*** Opening of EXTRACTED MATERIAL ***
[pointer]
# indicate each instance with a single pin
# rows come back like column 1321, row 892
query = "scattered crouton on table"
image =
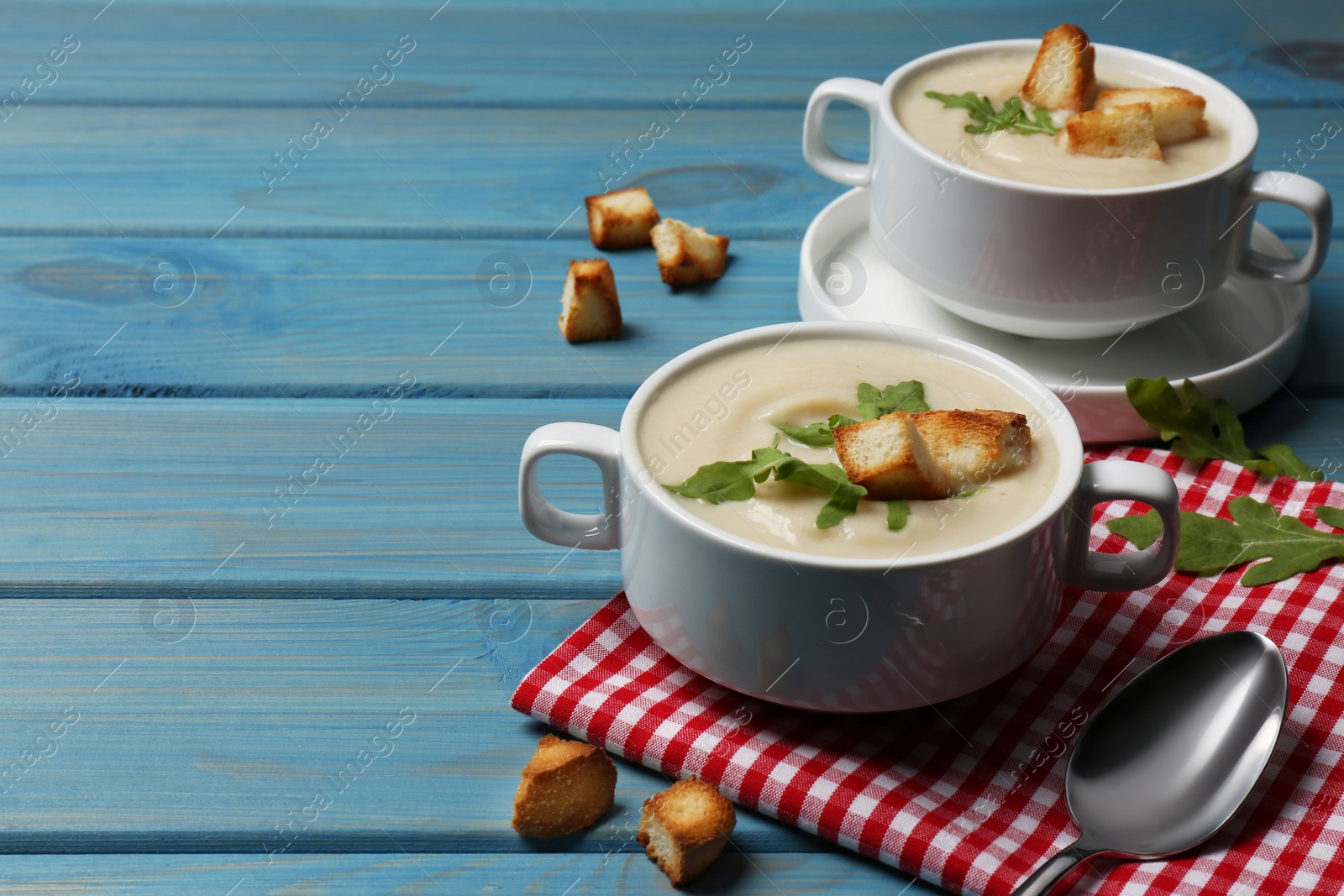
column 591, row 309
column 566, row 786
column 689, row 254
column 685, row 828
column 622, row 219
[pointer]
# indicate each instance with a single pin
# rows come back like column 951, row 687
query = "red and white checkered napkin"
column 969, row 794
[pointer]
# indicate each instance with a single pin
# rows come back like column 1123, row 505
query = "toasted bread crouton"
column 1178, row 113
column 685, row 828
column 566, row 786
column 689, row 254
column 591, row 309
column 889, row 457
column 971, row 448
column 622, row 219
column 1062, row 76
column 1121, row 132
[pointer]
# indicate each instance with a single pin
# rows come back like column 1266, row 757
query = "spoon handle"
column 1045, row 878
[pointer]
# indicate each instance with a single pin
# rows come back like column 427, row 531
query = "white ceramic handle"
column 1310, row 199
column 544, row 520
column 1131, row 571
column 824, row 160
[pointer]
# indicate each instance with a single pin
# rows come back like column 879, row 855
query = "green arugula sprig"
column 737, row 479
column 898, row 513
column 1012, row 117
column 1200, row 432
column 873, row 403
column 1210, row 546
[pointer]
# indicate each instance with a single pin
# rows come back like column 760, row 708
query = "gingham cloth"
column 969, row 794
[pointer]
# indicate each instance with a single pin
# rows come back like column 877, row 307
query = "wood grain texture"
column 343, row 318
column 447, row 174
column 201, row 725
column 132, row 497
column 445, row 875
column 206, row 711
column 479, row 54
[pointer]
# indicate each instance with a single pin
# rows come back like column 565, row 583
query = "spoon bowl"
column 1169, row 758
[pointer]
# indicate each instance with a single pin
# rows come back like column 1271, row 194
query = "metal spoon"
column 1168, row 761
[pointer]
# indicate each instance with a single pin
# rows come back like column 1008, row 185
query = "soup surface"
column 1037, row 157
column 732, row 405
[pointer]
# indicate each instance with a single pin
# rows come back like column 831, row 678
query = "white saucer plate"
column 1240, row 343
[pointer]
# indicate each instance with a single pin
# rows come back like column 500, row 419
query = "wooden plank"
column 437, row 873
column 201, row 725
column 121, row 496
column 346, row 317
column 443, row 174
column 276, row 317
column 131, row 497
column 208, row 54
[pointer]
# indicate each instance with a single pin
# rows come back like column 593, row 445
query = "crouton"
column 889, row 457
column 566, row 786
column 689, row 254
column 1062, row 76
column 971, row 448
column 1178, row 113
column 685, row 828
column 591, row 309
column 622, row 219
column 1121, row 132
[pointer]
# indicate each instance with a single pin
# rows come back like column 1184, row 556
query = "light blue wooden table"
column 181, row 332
*** Close of EXTRACTED MATERIAL ***
DIRECTIONS FOR THIS TASK. Return all of the lines above without alteration, minus the pictures.

ANSWER FOR THE TASK.
[pointer]
# indicate each instance with a single pin
# rows come back like column 1321, row 892
query = "scattered crouton on table"
image =
column 591, row 309
column 566, row 786
column 689, row 254
column 685, row 828
column 622, row 219
[pointer]
# indicate each instance with a single pin
# rows come back like column 951, row 687
query = "red and white checkered napkin"
column 969, row 794
[pointer]
# indicate each instance with a single pin
# rows come back like column 1123, row 505
query = "toasted bread crouton"
column 1178, row 113
column 685, row 828
column 566, row 786
column 689, row 254
column 591, row 309
column 889, row 457
column 971, row 448
column 622, row 219
column 1062, row 76
column 1121, row 132
[pointer]
# indicate each instance with a single pin
# rows come back like column 1266, row 757
query = "spoon handle"
column 1045, row 878
[pointer]
# indicate each instance with a single pin
# rows come back like column 427, row 531
query = "white ceramic handle"
column 1310, row 199
column 544, row 520
column 1131, row 571
column 824, row 160
[pointer]
# indicate each instance with a single pin
# rows come back like column 879, row 855
query = "green arugula sprig"
column 737, row 479
column 898, row 513
column 1012, row 117
column 1200, row 432
column 873, row 403
column 1210, row 546
[pointer]
# indicate each instance with a single pin
# rows come back like column 760, row 708
query = "gingham cloth"
column 969, row 794
[pointer]
# indicate each instance with a single pin
# rows come back like column 877, row 307
query = "wood grain texture"
column 343, row 318
column 447, row 174
column 201, row 725
column 132, row 497
column 445, row 875
column 206, row 711
column 479, row 54
[pointer]
# indicate each instance with a single pin
# rows come back like column 565, row 583
query = "spoon bowl"
column 1169, row 758
[pointer]
# indicate each instance with a single pin
# rows come back like column 1271, row 194
query = "metal spoon"
column 1168, row 761
[pointer]
# indicate each instance with a single pin
# rows come back like column 1008, row 185
query = "soup surface"
column 1037, row 157
column 732, row 405
[pointer]
# indicate each instance with a single pin
# rows come back like column 831, row 678
query = "white saucer plate"
column 1240, row 343
[pointer]
# indicate each instance with a single pin
# rows come back like column 500, row 419
query = "wooden plank"
column 437, row 873
column 201, row 725
column 121, row 496
column 346, row 317
column 443, row 174
column 276, row 317
column 131, row 497
column 208, row 54
[pointer]
# indicate each instance with a single pin
# rows come back like column 593, row 445
query = "crouton"
column 889, row 457
column 566, row 786
column 689, row 254
column 1062, row 76
column 971, row 448
column 1178, row 113
column 685, row 828
column 591, row 309
column 622, row 219
column 1121, row 132
[pointer]
# indicate each instance with a single pin
# rows come back like column 1184, row 556
query = "light blue wooden table"
column 181, row 332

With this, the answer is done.